### To be done:
- A) Using the planted-tank thread, decide whether each statement agrees with it, answering yes or no and quoting the words that settle it: (i) the water change on Oct 6 replaced 80% of the water; (ii) KNO3 was added for 10ppm; (iii) the drop checker was solid green 4 hours after the solenoid kicked in.
- B) Carry on the planted-tank thread from its last line.

Had to change waterflow, the rotala were trown to sides so the flow now is on a diagonal, lets see tomorow how co2 responds


----------



## Aganor (Oct 6, 2013)

Hi all, did a 80% wC today and re-did some stuff, trimmed and cleaned,

Here is the aspect now
For now its trimming the growth forthe desired places of growth,

Started ei dosing today,
Added KNO3 for 5ppm, and KH2PO4 as well and MgSo4 to have 1 dGH,
Since my gH is low, i guess i dont have any Mg at all,
Tomorow is micro day,

Hope all enjoy:


----------



## Aganor (Oct 6, 2013)

Today was a good day, 
dosed the 1st micro dosage, CO2 stable, 4 hours after solenoid kicked-in, dropcheck was solid green, 6 hours of photosynthesis plants are pearling!

[Data items]
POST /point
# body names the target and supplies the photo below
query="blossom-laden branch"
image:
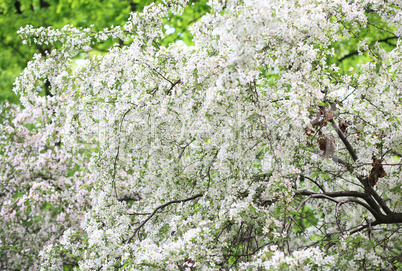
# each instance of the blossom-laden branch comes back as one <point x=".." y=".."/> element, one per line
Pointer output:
<point x="159" y="208"/>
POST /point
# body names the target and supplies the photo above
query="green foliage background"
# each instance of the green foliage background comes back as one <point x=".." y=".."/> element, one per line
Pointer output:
<point x="80" y="13"/>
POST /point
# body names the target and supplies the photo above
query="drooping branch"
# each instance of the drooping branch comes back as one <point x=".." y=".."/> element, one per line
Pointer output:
<point x="344" y="140"/>
<point x="159" y="208"/>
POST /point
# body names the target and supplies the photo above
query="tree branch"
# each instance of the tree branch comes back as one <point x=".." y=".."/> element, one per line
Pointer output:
<point x="157" y="209"/>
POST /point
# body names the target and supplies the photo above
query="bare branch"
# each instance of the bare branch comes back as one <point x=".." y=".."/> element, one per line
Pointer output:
<point x="157" y="209"/>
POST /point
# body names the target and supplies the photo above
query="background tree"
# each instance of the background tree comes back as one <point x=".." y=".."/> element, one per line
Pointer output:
<point x="261" y="147"/>
<point x="44" y="13"/>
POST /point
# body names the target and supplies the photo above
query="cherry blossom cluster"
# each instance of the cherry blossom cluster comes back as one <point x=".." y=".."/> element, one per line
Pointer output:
<point x="253" y="149"/>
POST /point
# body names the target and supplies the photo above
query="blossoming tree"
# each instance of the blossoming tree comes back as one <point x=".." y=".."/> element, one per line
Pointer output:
<point x="258" y="148"/>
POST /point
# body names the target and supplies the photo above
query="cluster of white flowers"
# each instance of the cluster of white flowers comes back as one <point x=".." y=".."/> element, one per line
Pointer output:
<point x="254" y="148"/>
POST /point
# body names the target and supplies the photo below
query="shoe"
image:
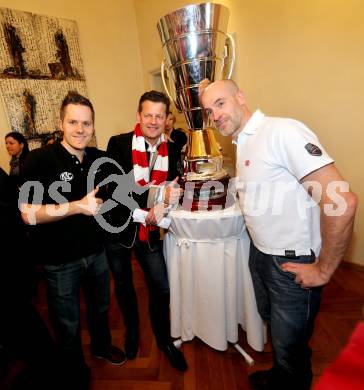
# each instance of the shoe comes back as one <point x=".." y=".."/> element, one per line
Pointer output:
<point x="175" y="357"/>
<point x="131" y="344"/>
<point x="261" y="380"/>
<point x="114" y="356"/>
<point x="274" y="379"/>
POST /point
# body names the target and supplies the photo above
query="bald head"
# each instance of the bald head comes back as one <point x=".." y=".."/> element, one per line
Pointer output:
<point x="229" y="86"/>
<point x="225" y="104"/>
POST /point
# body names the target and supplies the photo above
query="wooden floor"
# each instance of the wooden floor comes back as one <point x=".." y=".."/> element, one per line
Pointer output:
<point x="341" y="309"/>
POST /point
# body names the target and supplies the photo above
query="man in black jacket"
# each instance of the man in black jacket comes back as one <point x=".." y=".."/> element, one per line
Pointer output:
<point x="153" y="161"/>
<point x="68" y="239"/>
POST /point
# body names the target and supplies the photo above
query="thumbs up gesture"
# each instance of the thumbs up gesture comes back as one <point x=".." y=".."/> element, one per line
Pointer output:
<point x="90" y="204"/>
<point x="172" y="193"/>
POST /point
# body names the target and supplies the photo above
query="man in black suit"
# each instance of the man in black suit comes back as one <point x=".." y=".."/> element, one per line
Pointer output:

### Answers for the tasks:
- A)
(i) Yes: "did a 80% wC today"
(ii) No: "Added KNO3 for 5ppm"
(iii) Yes: "4 hours after solenoid kicked-in, dropcheck was solid green"

- B)
I even saw some new growth 

Concerns: 
- Cuba seems still attached with green algae, mostly from DSM, cant say they are growing, too little, too sparse, may be still adapting from imersed state, rooting also,
- Anubias nana petite have black stuff on some leaves, seems black hair algae or something, lets hope EI dosage gets them kicking the algae off!


I Ordered a 2nd dropchecker, gonna aim this one for the yellow colour, for a more precise reading,

Temperature now is 23ºc, gonna aim for the recomendation for higher temp so plants get more stimulated,

Kh is on 3, Ph is low, didnt test, dont have to, gH is at 2,
Seems a perfect environment for plant growth.


----------



## Aganor (Oct 6, 2013)

Well, some updates,
did a major WC sunday, had to clean the entire tank, remove Rhizoclonium from HC cuba, clean leaves, trimming, and more cleaning of a lot of dead matter,

Some leaves, mostly the ones i scraped of dirt, have GSA all over them, must it be due to the fact they were that dirty?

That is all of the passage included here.